**Source document**
COLMAP workflow: from input images to sparse 3D reconstruction
(Image source: Peter Falkingham)

This sparse output serves as the geometric backbone for all advanced techniques. Every modern 3D reconstruction method - from NeRFs to Gaussian Splatting - builds upon the camera poses and sparse geometry that COLMAP provides.

COLMAP's reliability comes at a computational cost, driving researchers to seek faster alternatives - which is exactly what we'll explore next with DUST3R.

Modern Alternatives: DUST3R and MASt3R-SFM

What if we could skip the entire classical SfM pipeline altogether? Instead of detecting keypoints, matching them, and triangulating - what if a neural network could directly predict 3D structure from raw pixels?

DUST3R: Direct 3D Prediction

DUST3R takes a radically different approach. Given two images, it directly regresses dense "pointmaps" - essentially a 3D coordinate for every pixel. The core insight is elegant: rather than building complex pipelines to infer 3D structure, train a transformer to predict it directly.

The network architecture follows a Siamese design where both images are encoded through shared ViT encoders, then processed by twin decoders that output pointmaps expressed in the first camera's coordinate frame. This shared coordinate system is crucial - it means the 3D points from both views are already aligned, eliminating the need for complex pose estimation procedures.

DUST3R pipeline: Direct pointmap prediction from image pairs
(Image source: DUSt3R)

The magic happens in training: DUST3R learns geometric priors from massive datasets, developing an intuitive understanding of 3D structure that often surpasses handcrafted algorithms. It handles challenging cases where classical methods fail: minimal overlap between views, textureless regions, or insufficient camera motion.

But here's the catch - DUST3R processes image pairs. For N images, you need N² forward passes. With a typical transformer requiring substantial memory, this becomes prohibitive beyond ~50 images. The method trades classical complexity for neural complexity, but the quadratic scaling remains.

MASt3R-SfM: Making Neural SfM Scale

MASt3R-SfM tackles DUST3R's scalability head-on with two key innovations.

Richer representations: Instead of just predicting 3D coordinates, MASt3R outputs dense feature descriptors for each pixel patch. These learned features capture local geometric and appearance information, enabling robust matching between pointmaps even when 3D coordinates alone might be ambiguous.

Graph-based processing: Rather than exhaustively processing all pairs, MASt3R-SfM builds a sparse scene graph. The frozen MASt3R encoder - originally designed for 3D prediction - turns out to be an excellent image retriever. Using ASMK aggregation on encoder features, it identifies likely overlapping pairs with minimal computational overhead.

MASt3R-SFM pipeline: encoding, graph-based processing, decoding and two-stage optimization
(Image source: MAStR-SFM)

The resulting graph contains only O(N) edges instead of O(N²). A typical approach connects images to k=10 nearest neighbors plus a sparse set of "keyframe" images, creating a connected graph with linear complexity.

Two-stage optimization then aligns these local reconstructions globally. First, pointmaps are rigidly aligned in 3D space using the learned correspondences. Then a refinement stage minimizes 2D reprojection errors, similar to bundle adjustment but operating on the neural predictions rather than classical triangulated points.

**Task set**
a. From the passage on 3D reconstruction, quote the section from "COLMAP workflow: from" up to and including "next with DUST3R.".
b. Reproduce every line of the listing, requests included, multiplying each coordinate in the answers by 1.7 and rounding to whole numbers, with halves rounded up. Leave the coordinates in the requests and their format samples unchanged.
The passage on 3D reconstruction and the listing that follows it are unrelated.

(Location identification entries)
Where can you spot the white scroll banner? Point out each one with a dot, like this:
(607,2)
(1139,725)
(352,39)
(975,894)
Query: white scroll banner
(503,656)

**List of solutions**
a.
COLMAP workflow: from input images to sparse 3D reconstruction
(Image source: Peter Falkingham)

This sparse output serves as the geometric backbone for all advanced techniques. Every modern 3D reconstruction method - from NeRFs to Gaussian Splatting - builds upon the camera poses and sparse geometry that COLMAP provides.

COLMAP's reliability comes at a computational cost, driving researchers to seek faster alternatives - which is exactly what we'll explore next with DUST3R.

b.
Where can you spot the white scroll banner? Point out each one with a dot, like this:
(607,2)
(1139,725)
(352,39)
(975,894)
Query: white scroll banner
(855,1115)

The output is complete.